EXTRACT TO READ »
+ + +
Soyuz P
- Manufacturer: Korolev
- Country of origin: Soviet Union
- Operator: Soviet space program
- Applications: Crewed satellite interceptor

Specifications
- Launch mass: 6,700 kilograms (14,800 lb)
- Regime: Low Earth Orbit

Production
- Status: Cancelled
- Built: None

Related spacecraft
- Derivatives: Soyuz PPK

= Soyuz P =

Proposed Soviet combat spacecraft

Soyuz P (Союз Перехватчик meaning Union Interceptor) also known as 11F71 or 7K-P, was a proposed Soviet crewed combat spacecraft and satellite interceptor. The Soyuz P was proposed in December 1962, along with other Soyuz variants to match the United States' Manned Orbiting Laboratory program. Active development of the Soyuz P began in 1964.
+ + +
DATA LISTING »
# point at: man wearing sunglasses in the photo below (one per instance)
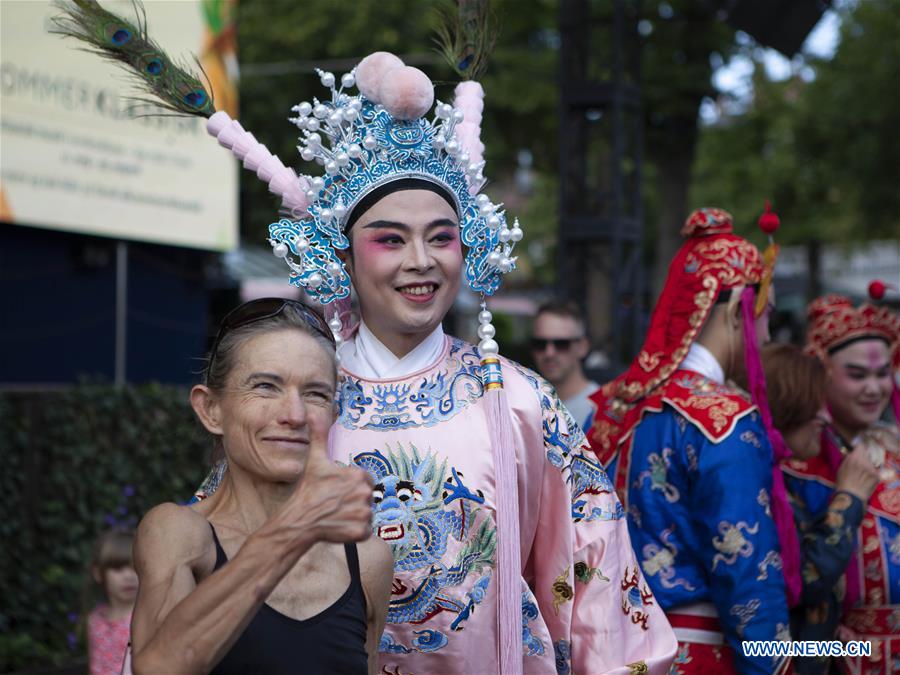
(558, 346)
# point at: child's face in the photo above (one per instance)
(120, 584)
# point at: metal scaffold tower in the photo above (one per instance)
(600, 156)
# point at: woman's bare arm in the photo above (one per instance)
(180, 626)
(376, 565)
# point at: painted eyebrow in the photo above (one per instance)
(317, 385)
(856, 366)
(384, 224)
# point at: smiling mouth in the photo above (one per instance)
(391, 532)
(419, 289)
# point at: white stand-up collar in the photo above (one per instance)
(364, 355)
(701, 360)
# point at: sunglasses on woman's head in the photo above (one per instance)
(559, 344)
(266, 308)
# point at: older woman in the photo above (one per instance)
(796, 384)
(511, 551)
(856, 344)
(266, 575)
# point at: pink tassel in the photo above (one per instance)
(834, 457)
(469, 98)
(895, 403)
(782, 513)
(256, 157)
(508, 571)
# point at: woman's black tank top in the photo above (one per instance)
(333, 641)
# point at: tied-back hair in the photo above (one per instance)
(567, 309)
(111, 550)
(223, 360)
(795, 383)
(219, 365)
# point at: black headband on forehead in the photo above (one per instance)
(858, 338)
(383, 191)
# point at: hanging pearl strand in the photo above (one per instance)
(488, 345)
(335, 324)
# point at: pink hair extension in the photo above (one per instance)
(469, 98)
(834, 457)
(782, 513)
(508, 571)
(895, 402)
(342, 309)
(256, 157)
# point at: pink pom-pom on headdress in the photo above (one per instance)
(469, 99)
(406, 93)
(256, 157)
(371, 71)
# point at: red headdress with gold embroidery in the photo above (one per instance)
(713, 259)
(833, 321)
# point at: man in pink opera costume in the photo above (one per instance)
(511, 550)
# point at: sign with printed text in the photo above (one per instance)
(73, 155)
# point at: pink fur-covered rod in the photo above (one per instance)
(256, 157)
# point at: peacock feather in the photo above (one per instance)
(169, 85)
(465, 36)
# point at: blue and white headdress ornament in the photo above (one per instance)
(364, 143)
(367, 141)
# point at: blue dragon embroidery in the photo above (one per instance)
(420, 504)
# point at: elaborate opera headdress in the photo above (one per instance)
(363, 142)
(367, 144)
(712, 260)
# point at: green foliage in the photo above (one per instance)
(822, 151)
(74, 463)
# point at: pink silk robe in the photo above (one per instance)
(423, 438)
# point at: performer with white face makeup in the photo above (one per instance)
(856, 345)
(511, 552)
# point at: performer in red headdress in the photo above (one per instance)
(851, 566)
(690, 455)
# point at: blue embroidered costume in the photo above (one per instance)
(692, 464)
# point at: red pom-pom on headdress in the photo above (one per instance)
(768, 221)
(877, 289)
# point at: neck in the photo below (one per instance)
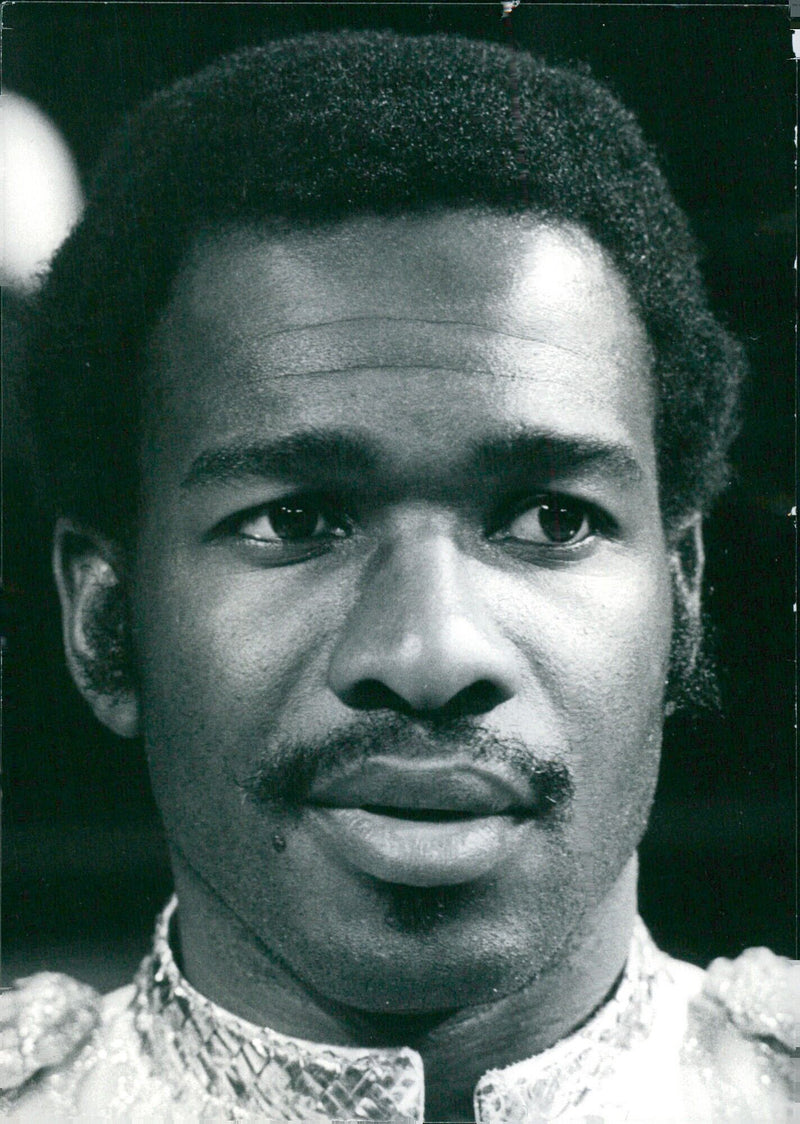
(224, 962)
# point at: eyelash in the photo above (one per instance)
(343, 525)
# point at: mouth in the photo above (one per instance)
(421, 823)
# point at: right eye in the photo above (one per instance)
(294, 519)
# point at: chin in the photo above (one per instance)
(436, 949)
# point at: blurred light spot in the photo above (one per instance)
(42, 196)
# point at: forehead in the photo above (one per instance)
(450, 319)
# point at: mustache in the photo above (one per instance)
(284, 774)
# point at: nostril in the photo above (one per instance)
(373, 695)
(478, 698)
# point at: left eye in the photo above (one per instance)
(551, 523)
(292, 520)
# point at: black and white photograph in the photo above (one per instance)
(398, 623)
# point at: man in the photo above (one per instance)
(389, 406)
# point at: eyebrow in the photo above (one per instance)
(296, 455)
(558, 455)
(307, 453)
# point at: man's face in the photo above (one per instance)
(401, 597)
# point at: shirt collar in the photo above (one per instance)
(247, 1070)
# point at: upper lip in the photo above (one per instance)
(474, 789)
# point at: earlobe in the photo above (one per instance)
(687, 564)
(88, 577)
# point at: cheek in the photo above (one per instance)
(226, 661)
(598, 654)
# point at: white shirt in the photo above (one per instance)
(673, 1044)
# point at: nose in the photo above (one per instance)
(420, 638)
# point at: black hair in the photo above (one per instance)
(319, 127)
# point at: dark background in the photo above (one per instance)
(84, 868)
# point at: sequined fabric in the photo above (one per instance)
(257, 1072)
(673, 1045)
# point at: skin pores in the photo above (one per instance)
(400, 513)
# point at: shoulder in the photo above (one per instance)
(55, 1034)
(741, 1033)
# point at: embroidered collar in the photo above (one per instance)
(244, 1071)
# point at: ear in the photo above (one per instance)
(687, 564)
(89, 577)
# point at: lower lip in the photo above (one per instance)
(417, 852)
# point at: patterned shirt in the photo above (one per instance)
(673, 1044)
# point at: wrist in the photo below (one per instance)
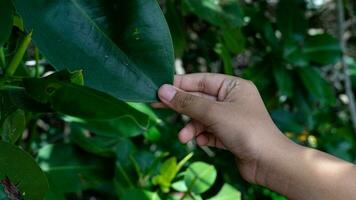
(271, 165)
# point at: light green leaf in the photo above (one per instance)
+ + +
WHAT THIS EXERCISE ASKS »
1) List every name and designation that the Soyuz P article gives for the spacecraft.
2) Proceed with the Soyuz P article, picking up right after its final sentence.

RESPONSES »
1)
Soyuz P
Союз Перехватчик (Union Interceptor)
11F71
7K-P

2)
The Soyuz P was intended to rendezvous with the target, and would have been followed by an EVA by a cosmonaut to inspect the satellite. Depending on the results of the inspection or the objectives of the mission, the satellite would have either re-entered with the Soyuz P to be studied on Earth, or would have been neutralized. However, this would have been risky to the cosmonaut as some satellites are fitted with automated destruction systems to prevent them from falling into enemy hands.

In January 1964, the program was put on hold due to the military's growing interest in uncrewed anti-satellite systems. In early 1965, Soyuz P was cancelled in favor of the Istrebitel Sputnikov program, which had achieved two successful space flights at the time. Another factor in the cancellation was the potential risk to the cosmonaut. A revised design of the Soyuz P was the Soyuz PPK.

==See also==
- Soyuz programme
- Soyuz (spacecraft)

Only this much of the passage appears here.